▶ _PROBLEM_: Look below. Copy each line that has "leaf" in it.

▶ _MATERIALS PROVIDED_:

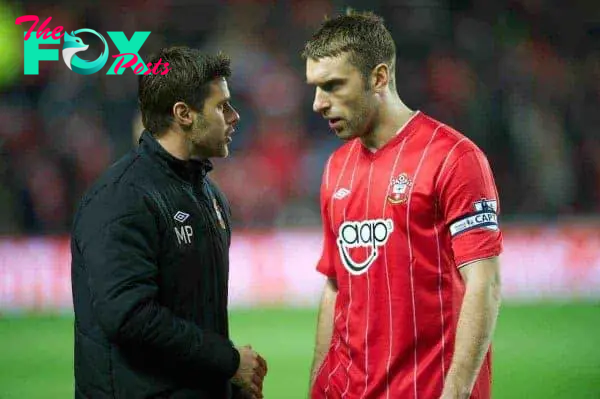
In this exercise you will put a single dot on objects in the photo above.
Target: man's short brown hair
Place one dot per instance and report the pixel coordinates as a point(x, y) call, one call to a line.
point(362, 35)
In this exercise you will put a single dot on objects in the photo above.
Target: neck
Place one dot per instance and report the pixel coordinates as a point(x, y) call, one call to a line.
point(391, 116)
point(175, 144)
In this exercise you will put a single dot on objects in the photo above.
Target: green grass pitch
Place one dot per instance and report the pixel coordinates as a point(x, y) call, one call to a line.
point(541, 351)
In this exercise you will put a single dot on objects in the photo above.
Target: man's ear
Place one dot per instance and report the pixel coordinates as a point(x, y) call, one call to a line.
point(182, 114)
point(380, 77)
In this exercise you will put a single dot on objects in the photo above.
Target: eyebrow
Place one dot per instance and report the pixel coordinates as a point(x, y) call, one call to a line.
point(327, 82)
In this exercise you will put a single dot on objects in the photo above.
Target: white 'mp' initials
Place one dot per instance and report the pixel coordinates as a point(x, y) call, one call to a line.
point(184, 234)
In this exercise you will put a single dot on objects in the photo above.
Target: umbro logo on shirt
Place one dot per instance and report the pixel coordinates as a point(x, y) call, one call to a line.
point(181, 216)
point(341, 193)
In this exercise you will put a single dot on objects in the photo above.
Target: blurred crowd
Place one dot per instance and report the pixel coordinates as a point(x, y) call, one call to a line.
point(520, 78)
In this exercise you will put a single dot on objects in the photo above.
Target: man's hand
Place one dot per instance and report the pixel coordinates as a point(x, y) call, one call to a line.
point(251, 372)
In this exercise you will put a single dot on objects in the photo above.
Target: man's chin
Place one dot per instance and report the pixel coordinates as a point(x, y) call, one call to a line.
point(345, 134)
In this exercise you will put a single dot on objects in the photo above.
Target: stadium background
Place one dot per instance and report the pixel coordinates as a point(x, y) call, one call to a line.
point(521, 78)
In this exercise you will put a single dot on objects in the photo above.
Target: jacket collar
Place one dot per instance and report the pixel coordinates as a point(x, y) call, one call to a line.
point(186, 170)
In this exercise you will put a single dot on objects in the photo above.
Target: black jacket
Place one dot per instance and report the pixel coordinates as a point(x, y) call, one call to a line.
point(150, 271)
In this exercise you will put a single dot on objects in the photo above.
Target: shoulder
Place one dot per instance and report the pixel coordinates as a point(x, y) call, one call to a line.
point(447, 144)
point(339, 158)
point(119, 192)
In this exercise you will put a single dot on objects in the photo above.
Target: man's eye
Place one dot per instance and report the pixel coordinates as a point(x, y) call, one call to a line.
point(329, 87)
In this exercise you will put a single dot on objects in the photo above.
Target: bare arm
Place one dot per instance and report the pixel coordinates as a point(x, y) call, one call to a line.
point(476, 325)
point(324, 326)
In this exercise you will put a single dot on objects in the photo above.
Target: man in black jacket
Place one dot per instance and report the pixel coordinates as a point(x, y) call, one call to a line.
point(150, 247)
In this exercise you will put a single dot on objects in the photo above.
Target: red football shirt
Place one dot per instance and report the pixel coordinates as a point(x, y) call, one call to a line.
point(398, 224)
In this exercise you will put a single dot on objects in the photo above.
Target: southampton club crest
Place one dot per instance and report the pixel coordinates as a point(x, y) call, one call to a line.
point(399, 189)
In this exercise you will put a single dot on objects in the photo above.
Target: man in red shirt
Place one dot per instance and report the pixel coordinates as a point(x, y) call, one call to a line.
point(411, 237)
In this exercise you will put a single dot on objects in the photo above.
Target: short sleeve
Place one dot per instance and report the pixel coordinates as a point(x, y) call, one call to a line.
point(470, 205)
point(326, 264)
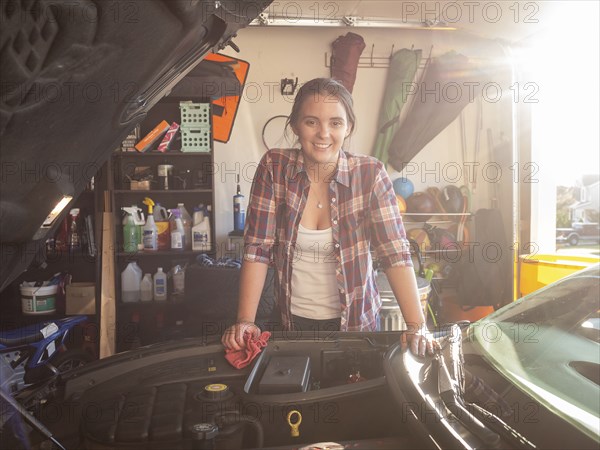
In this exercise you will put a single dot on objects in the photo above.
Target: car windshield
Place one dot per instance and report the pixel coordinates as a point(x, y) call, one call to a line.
point(548, 344)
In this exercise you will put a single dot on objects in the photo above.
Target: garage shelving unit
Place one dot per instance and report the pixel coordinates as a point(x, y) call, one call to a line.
point(143, 323)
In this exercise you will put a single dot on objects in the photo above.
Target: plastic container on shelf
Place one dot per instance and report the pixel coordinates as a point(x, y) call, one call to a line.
point(161, 219)
point(131, 279)
point(38, 300)
point(187, 225)
point(537, 271)
point(177, 230)
point(160, 285)
point(147, 288)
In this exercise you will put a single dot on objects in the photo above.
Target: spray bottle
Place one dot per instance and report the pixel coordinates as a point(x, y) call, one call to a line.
point(178, 239)
point(239, 208)
point(161, 219)
point(132, 229)
point(74, 241)
point(150, 232)
point(186, 219)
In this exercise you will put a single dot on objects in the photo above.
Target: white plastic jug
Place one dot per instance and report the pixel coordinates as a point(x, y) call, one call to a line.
point(187, 225)
point(131, 279)
point(160, 285)
point(147, 288)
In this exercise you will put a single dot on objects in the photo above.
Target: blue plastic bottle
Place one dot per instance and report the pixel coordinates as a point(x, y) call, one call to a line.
point(239, 209)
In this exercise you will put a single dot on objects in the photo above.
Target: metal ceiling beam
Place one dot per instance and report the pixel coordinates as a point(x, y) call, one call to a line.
point(265, 20)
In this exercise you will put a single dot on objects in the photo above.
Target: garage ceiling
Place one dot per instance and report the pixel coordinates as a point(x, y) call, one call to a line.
point(509, 20)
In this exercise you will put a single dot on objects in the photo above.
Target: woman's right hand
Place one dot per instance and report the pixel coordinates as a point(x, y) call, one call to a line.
point(233, 337)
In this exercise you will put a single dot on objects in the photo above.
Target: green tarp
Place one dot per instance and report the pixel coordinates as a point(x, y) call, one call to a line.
point(403, 66)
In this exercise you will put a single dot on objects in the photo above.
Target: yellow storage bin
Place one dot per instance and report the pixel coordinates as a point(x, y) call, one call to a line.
point(537, 271)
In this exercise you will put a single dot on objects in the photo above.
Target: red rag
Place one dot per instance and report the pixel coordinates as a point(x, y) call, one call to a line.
point(254, 345)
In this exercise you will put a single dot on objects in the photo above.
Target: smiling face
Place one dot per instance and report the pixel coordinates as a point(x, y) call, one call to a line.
point(322, 126)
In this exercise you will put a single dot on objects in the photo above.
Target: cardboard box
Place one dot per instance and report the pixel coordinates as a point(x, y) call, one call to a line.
point(152, 137)
point(81, 298)
point(169, 138)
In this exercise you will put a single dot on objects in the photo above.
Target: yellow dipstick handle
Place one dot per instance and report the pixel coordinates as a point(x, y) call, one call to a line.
point(295, 426)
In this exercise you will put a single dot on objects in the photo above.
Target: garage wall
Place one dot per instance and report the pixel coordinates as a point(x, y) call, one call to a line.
point(276, 53)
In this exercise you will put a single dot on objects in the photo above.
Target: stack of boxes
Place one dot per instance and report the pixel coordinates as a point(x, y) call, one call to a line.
point(195, 127)
point(128, 144)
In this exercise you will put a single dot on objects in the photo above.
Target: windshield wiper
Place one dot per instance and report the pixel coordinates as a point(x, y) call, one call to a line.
point(471, 415)
point(449, 393)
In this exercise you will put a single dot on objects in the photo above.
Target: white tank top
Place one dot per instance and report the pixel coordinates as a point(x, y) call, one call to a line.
point(314, 286)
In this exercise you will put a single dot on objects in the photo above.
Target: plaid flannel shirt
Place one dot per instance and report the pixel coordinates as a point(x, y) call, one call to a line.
point(364, 217)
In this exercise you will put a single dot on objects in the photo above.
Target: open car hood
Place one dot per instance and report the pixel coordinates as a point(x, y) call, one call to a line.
point(76, 77)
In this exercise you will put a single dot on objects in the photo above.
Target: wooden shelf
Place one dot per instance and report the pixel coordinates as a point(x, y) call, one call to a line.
point(161, 191)
point(172, 253)
point(169, 154)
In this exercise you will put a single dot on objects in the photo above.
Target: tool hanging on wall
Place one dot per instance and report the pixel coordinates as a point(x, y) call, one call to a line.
point(346, 51)
point(477, 145)
point(288, 86)
point(274, 133)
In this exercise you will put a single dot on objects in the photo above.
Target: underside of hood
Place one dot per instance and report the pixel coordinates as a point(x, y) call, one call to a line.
point(76, 77)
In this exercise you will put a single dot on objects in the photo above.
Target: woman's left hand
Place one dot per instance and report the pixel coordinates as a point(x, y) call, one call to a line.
point(420, 341)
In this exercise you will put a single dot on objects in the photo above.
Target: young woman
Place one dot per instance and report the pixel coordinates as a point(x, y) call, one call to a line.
point(316, 213)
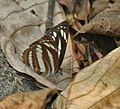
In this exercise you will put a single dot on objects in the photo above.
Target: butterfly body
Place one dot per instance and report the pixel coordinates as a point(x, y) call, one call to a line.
point(45, 55)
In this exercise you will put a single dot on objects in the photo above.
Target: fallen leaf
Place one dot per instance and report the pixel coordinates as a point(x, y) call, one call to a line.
point(105, 23)
point(96, 86)
point(21, 26)
point(30, 100)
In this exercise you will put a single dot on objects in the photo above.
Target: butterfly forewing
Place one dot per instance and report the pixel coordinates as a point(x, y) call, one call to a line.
point(46, 54)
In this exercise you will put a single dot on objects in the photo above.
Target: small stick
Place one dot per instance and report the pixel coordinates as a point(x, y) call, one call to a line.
point(49, 21)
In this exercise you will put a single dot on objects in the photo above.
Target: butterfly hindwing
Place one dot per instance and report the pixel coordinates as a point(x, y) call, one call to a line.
point(46, 54)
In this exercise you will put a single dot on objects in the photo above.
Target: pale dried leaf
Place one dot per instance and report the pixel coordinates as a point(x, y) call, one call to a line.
point(30, 100)
point(94, 86)
point(68, 3)
point(105, 23)
point(20, 27)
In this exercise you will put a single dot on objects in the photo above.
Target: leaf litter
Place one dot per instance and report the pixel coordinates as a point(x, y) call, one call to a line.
point(97, 33)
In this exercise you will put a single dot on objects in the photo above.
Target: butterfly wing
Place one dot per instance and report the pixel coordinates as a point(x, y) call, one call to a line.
point(46, 54)
point(60, 34)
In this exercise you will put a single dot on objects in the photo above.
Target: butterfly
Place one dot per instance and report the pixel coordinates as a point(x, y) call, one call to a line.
point(46, 54)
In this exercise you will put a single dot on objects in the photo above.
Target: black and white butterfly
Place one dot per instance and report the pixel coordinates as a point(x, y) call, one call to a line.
point(46, 54)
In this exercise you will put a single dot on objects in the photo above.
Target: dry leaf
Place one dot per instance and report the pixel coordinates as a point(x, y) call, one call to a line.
point(105, 23)
point(21, 26)
point(31, 100)
point(96, 86)
point(68, 3)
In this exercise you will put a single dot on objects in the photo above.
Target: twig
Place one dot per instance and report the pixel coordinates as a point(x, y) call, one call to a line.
point(49, 22)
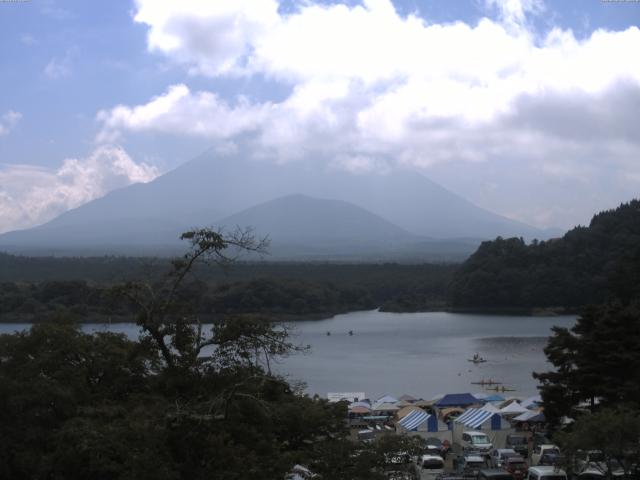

▶ _PROBLEM SOLUTION_:
Target: fallen leaf
Target: pale dried leaf
Target: leaf litter
Target: dry leaf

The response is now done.